[Point labeling dataset excerpts]

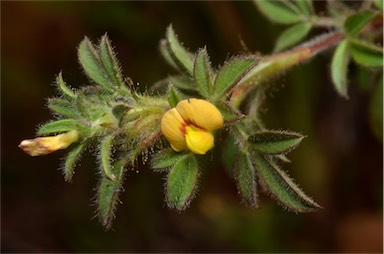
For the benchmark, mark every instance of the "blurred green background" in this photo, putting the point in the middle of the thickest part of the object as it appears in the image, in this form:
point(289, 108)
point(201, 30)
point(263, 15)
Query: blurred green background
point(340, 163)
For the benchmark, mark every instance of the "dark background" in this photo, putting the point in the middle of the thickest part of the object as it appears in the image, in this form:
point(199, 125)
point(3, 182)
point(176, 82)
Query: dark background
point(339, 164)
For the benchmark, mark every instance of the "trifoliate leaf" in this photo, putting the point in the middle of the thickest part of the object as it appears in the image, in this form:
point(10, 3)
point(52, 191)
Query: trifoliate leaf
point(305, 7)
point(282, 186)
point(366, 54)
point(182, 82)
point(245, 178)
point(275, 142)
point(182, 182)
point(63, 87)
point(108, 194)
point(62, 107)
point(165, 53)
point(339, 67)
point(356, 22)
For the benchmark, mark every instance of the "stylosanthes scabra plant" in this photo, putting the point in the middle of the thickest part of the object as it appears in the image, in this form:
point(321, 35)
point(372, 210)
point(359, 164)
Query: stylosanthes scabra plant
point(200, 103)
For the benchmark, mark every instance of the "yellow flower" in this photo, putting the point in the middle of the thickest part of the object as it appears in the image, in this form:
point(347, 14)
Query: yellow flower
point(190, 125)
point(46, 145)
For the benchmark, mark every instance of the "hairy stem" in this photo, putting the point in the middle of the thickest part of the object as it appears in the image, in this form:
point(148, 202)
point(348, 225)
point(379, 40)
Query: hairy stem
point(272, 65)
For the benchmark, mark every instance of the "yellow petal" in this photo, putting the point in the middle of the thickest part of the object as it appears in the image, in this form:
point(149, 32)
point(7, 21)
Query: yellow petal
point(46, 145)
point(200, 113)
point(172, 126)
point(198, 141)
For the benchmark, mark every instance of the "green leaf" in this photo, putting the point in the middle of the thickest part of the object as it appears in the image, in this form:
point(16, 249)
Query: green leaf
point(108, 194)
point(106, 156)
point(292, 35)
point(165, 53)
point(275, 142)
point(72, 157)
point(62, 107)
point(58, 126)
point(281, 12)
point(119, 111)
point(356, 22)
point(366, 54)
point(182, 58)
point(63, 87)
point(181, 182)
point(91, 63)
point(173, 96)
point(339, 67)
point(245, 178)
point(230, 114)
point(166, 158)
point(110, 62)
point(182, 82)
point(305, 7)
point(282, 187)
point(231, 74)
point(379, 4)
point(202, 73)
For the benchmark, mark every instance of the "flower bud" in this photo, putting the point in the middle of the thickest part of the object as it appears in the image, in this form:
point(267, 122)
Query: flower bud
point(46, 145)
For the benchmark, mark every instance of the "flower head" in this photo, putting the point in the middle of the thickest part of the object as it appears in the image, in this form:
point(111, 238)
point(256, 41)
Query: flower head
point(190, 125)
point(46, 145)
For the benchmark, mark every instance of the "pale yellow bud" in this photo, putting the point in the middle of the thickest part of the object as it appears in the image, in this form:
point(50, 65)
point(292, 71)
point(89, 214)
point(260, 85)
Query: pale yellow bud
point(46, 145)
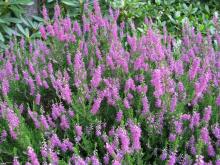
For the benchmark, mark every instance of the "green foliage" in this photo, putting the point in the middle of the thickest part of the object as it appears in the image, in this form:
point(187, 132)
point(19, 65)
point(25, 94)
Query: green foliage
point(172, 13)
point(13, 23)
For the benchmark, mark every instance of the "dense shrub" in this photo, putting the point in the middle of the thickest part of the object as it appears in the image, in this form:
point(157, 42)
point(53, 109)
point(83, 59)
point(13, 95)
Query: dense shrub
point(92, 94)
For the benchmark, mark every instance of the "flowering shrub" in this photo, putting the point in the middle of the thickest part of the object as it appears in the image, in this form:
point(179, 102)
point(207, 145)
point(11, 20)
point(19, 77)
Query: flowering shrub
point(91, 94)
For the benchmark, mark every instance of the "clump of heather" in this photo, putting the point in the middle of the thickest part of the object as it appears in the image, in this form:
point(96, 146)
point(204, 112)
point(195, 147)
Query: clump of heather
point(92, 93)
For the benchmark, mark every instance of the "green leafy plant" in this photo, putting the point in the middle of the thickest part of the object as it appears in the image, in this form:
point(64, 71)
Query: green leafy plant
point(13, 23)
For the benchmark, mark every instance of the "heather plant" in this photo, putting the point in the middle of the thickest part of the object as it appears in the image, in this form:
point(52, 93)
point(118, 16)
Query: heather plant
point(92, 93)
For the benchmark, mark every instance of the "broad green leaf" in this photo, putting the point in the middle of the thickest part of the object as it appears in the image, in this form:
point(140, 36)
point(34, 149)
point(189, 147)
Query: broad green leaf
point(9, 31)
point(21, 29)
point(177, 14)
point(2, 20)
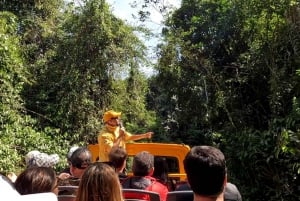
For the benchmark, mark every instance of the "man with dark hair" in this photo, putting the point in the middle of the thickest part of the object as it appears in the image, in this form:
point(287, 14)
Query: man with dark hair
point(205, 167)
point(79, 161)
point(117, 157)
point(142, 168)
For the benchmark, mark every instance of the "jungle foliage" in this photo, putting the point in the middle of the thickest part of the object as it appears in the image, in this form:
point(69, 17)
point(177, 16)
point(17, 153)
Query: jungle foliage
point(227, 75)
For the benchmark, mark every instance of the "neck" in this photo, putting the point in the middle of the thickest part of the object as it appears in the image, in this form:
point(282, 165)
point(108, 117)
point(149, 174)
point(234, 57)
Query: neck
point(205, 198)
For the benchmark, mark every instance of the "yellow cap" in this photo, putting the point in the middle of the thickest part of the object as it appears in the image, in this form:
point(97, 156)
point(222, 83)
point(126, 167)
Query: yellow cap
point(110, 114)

*Exercise task:* Quote each entry above verbatim and drop the pictures.

*Task solution:*
For the benchmark, mark every instance of the "blurred green background" in this photo, putting the point in the middle of the thickest part of the object as it appears in the image, in this form:
point(289, 108)
point(201, 30)
point(263, 15)
Query: blurred green background
point(340, 163)
For the benchmark, mark every instance of the "dark background" in this photo, putting the point in the middle of the thickest part of the object as it appears in the image, in this form:
point(199, 125)
point(3, 182)
point(176, 82)
Query: dark background
point(339, 164)
For the benchmark, mark every instance of the "trifoliate leaf" in this photo, putting the point in the middle of the thickest part of the object as it appears in the image, in this form:
point(10, 3)
point(52, 191)
Query: trifoliate leaf
point(305, 7)
point(282, 186)
point(366, 54)
point(182, 82)
point(245, 178)
point(275, 142)
point(182, 182)
point(63, 87)
point(108, 194)
point(62, 107)
point(165, 53)
point(339, 67)
point(356, 22)
For the benchmark, mark every instance of the "stylosanthes scabra plant" in this photo, putting the point in the middle of the thickest part of the object as it appears in the image, in this form:
point(321, 35)
point(372, 210)
point(359, 164)
Query: stylosanthes scabra plant
point(200, 103)
For the benchmark, mark every instance of the "yellow flower" in this photo, putting the point in the middle of the thickest part of the object as it appears in the image, in this form:
point(347, 14)
Query: yellow flower
point(190, 125)
point(46, 145)
For the benchmark, mark every instance of the "hairy stem" in this photo, putting the point in the middle of the thickest part of the object as it appears in the image, in this form:
point(148, 202)
point(348, 225)
point(379, 40)
Query: hairy stem
point(272, 65)
For the benchmark, mark every instance of the "yellow petal" in this photo, putting the point in the middle of the thickest part of the object as it appears in the image, in this form:
point(149, 32)
point(7, 21)
Query: yellow petal
point(46, 145)
point(200, 113)
point(172, 126)
point(198, 141)
For the benchmark, mark every instance of the "green leaf" in this photo, putting the point in the middle of the thickest part of the object as it appears in the image, in this form:
point(16, 249)
Query: green leaf
point(108, 194)
point(106, 156)
point(292, 35)
point(165, 53)
point(275, 142)
point(72, 157)
point(62, 107)
point(58, 126)
point(281, 12)
point(119, 111)
point(356, 22)
point(366, 54)
point(182, 58)
point(63, 87)
point(181, 182)
point(91, 63)
point(173, 96)
point(339, 67)
point(245, 178)
point(230, 114)
point(166, 158)
point(110, 62)
point(182, 82)
point(305, 7)
point(282, 187)
point(231, 74)
point(379, 4)
point(202, 73)
For the benchmark, mark every instance of the "flower bud" in this photo, putting the point in the middle of the thickest part of the object as it appears in the image, in this form:
point(267, 122)
Query: flower bud
point(46, 145)
For the benchmark, mark every instance of the "flower head" in this photo, putting the point in the middle of the thickest part of the object as it appears in the image, in this form:
point(111, 238)
point(256, 41)
Query: flower head
point(190, 125)
point(46, 145)
For the benchmark, mark every instance of the "pale yellow bud" in this photo, putting the point in the middle of the thickest part of the object as it appears in the image, in this form:
point(50, 65)
point(292, 71)
point(89, 214)
point(260, 85)
Query: pale yellow bud
point(46, 145)
For the benchmark, mark every instance of the "green foliage" in this photo, putting the point in the middle of the thickest part of the object as it appears in the image, in this form:
point(187, 132)
point(19, 65)
point(25, 94)
Query: green foliage
point(172, 13)
point(13, 23)
For the benchmark, mark every instance of the "dense shrub" in this photo, putting the point in the middle of the thickest part of the object as it appears in the image, in this form:
point(157, 42)
point(53, 109)
point(83, 59)
point(13, 95)
Query: dense shrub
point(92, 94)
For the benchmark, mark every instance of the "flowering shrub" in this photo, putting the point in the middle of the thickest part of the object as it appears in the image, in this form:
point(179, 102)
point(207, 145)
point(11, 20)
point(19, 77)
Query: flowering shrub
point(91, 94)
For the benchmark, mark every instance of the "clump of heather" in this photo, putting the point in the middle of the thickest part of the object as it appears in the image, in this form:
point(96, 146)
point(204, 112)
point(195, 147)
Query: clump of heather
point(92, 93)
For the benchmark, mark every instance of the "green leafy plant" in this photo, putting the point in the middle of the thickest part of the object as it appears in the image, in this form:
point(64, 71)
Query: green leafy plant
point(13, 23)
For the benchmark, mark every instance of the "heather plant" in this photo, putting the point in the middle of the thickest part of the object as it appears in the image, in this form:
point(52, 93)
point(118, 16)
Query: heather plant
point(92, 93)
For the benchmark, mark every instance of the "broad green leaf" in this photo, putting the point in the middle of the thickest part of the object as it appears in the image, in this form:
point(140, 36)
point(34, 149)
point(189, 147)
Query: broad green leaf
point(9, 31)
point(21, 29)
point(177, 14)
point(2, 20)
For the benchmark, mark every instance of the "man with dark hair" in this photo, putting the point in the middle of the thickest part of the object as it appears in the image, in this form:
point(287, 14)
Query: man with dark hair
point(205, 167)
point(79, 161)
point(117, 157)
point(142, 168)
For the benchmark, mark every instance of the "jungle foliage" in this photo, putting the point in the middle of the thickest part of the object as it appears in the image, in this form:
point(69, 17)
point(177, 16)
point(17, 153)
Query: jungle foliage
point(227, 75)
For the benchmark, mark every instance of the "neck" in this photo, putting the point in the middle of the thickest part of the object as it appears in the image, in this form:
point(282, 165)
point(108, 117)
point(149, 174)
point(234, 57)
Query: neck
point(205, 198)
For the benchmark, mark every instance of the "yellow cap" in this photo, putting the point in the middle of the thickest part of the object as it appears in the image, in this form:
point(97, 156)
point(222, 83)
point(126, 167)
Query: yellow cap
point(110, 114)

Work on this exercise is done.